**Work item**: Can you reproduce, word for word, the passage of the essay below on romanticizing addiction that begins with the words "It brings me" and ends with "the same choreography."?

==== Document passage

Romanticizing Addiction: So What?
I’m watching Country Strong in the background tonight because it’s a movie where Gwyneth Paltrow is supposed to be weak, because she’s losing her battle with addiction, but she comes across (to me) as incredibly strong. This is a genre of movies I think Netflix should curate for me, Movies People Love To Hate Because They’re About White Privileged Women With Mental/Chemical Problems. Genre includes: Country Strong, Girl Interrupted, Black Swan. I watch them over and over and connect each time on a visceral level that most people reserve for like, hearing the national anthem.
So, this is in the background tonight while I’m gchatting a friend about a controversial writer, whom I love. My friend’s opinion was less approving.
The reason I have a very particular kind of affection for her, I argued, is because of her memoir. She spilled her guts about her struggles with mental illness and chemical abuse and people were just like “LOL privileged white girl, you call these problems?” As if traumas are a pissing contest and only the winner is allowed to shed tears or feel badly. Bad experiences are real to the people who experience them, they aren’t negated by the existence of worse experiences for which the person has no means of measuring themselves. I think about what I would do if at a young age if I did something I was proud of, turned my scars into stories–and even being knowledgable about how deeply they affected me–people rejected the notion that I should be allowed to be upset about what they judge to be trivial things.
My friend said, we take young dying pretty actresses or writers and get camp value out of their self destruction and that in these cases, if they didn’t have those things, those privileges, they would likely be dead or in a clinic or shelter with the rest of the junkies. Which is fair.
But the magnetism to these stories, for me, is how honestly they portray women. They are faulty and deeply flawed, they are unlike any other characterizations of women in media: they are real, they hint at this unspoken bond I have felt with other women.
I’m obsessed with something the model and writer Crystal Renn said, “We can always find each other, we girls with secrets.”
It brings me back to 2006 when my friend and I were kneeling on the floor in adjacent stalls at a suburban Taco Bell, alternatively holding hands and puking. We knew each other well enough to know we’d both had “eating issues” in the past, but that applies to most girls, honestly, and the stories are told with a narrative of having reached full and final recovery, always. We were both 21 and living in a shitty house and doing just enough to not get swallowed up by the enormity of our respective post-college neurotic avalanches. We didn’t speak, or plan our twisted means of catharsis. We found each other without words, synchronized as if our muscle memory knew the same choreography.

========
==== Given data

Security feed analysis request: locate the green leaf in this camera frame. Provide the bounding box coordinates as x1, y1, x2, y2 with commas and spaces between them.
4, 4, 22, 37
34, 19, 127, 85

========

**Solution for this exercise**:
It brings me back to 2006 when my friend and I were kneeling on the floor in adjacent stalls at a suburban Taco Bell, alternatively holding hands and puking. We knew each other well enough to know we’d both had “eating issues” in the past, but that applies to most girls, honestly, and the stories are told with a narrative of having reached full and final recovery, always. We were both 21 and living in a shitty house and doing just enough to not get swallowed up by the enormity of our respective post-college neurotic avalanches. We didn’t speak, or plan our twisted means of catharsis. We found each other without words, synchronized as if our muscle memory knew the same choreography.